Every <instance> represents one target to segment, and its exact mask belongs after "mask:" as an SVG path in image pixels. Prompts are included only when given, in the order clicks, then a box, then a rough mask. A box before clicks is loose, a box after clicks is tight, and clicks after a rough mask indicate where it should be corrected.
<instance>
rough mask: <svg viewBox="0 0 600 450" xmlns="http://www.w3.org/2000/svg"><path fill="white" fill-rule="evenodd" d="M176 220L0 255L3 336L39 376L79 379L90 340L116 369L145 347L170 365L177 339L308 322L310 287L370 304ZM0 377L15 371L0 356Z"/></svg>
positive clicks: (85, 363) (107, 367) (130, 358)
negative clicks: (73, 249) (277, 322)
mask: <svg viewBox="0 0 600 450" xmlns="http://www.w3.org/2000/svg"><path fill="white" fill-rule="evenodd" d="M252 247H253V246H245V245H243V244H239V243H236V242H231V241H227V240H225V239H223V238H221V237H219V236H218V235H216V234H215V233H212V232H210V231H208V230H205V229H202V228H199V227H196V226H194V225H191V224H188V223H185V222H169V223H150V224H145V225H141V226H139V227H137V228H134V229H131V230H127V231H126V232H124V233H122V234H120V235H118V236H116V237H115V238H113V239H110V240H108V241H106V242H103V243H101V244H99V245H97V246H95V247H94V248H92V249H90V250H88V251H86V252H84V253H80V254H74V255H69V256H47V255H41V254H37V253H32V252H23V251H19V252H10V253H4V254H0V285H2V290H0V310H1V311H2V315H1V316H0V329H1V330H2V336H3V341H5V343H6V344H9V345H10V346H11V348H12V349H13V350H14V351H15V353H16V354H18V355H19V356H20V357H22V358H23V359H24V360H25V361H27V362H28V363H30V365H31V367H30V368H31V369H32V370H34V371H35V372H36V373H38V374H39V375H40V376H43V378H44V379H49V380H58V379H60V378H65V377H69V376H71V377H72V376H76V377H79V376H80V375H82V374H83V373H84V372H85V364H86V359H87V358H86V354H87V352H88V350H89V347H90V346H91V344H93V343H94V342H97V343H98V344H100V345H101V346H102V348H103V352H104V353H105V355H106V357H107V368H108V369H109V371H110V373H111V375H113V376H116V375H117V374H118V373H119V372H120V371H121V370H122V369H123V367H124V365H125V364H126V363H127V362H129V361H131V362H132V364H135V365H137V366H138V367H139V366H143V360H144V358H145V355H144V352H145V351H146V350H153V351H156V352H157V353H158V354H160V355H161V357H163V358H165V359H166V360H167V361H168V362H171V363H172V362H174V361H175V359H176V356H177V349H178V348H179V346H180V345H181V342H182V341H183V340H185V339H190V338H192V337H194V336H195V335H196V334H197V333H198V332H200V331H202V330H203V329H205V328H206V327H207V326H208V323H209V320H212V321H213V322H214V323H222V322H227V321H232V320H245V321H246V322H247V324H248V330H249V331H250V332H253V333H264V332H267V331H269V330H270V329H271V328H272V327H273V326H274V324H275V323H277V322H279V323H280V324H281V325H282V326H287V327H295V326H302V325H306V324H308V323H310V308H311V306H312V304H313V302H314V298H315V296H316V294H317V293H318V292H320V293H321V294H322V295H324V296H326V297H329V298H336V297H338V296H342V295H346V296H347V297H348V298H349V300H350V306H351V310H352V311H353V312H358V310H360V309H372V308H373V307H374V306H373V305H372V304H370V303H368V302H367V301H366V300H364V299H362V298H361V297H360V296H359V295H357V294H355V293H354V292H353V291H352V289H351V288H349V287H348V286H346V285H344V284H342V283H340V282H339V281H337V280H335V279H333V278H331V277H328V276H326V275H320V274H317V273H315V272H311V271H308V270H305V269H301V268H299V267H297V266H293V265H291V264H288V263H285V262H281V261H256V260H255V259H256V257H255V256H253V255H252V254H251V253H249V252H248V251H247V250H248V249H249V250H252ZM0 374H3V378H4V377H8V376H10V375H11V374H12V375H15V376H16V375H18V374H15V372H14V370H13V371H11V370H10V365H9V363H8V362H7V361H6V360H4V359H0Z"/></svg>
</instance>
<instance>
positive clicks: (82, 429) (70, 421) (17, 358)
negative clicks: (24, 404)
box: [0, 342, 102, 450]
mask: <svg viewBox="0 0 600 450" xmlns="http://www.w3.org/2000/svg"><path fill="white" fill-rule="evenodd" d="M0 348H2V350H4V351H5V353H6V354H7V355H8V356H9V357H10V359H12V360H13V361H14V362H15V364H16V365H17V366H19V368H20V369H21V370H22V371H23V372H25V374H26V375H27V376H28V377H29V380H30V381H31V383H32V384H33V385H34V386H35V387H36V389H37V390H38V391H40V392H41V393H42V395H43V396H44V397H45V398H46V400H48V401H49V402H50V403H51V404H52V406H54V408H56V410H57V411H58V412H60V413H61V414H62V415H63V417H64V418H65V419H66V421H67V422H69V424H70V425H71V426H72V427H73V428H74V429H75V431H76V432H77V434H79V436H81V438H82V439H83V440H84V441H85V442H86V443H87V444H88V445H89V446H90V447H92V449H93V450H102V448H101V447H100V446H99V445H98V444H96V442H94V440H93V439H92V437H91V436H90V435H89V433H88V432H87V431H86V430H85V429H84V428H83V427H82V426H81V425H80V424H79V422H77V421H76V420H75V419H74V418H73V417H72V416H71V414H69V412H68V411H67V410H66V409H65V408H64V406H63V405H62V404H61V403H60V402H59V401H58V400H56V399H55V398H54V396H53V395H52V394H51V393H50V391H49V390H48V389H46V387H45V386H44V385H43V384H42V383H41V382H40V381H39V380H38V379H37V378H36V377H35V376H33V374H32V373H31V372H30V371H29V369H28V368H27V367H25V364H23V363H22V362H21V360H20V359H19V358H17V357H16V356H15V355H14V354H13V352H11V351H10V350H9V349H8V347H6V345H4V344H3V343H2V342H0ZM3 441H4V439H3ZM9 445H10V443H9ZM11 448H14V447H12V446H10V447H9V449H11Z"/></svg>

************

Problem details: In the records above, the lines containing the string "instance" should be counted; give only the total.

Exercise result: 4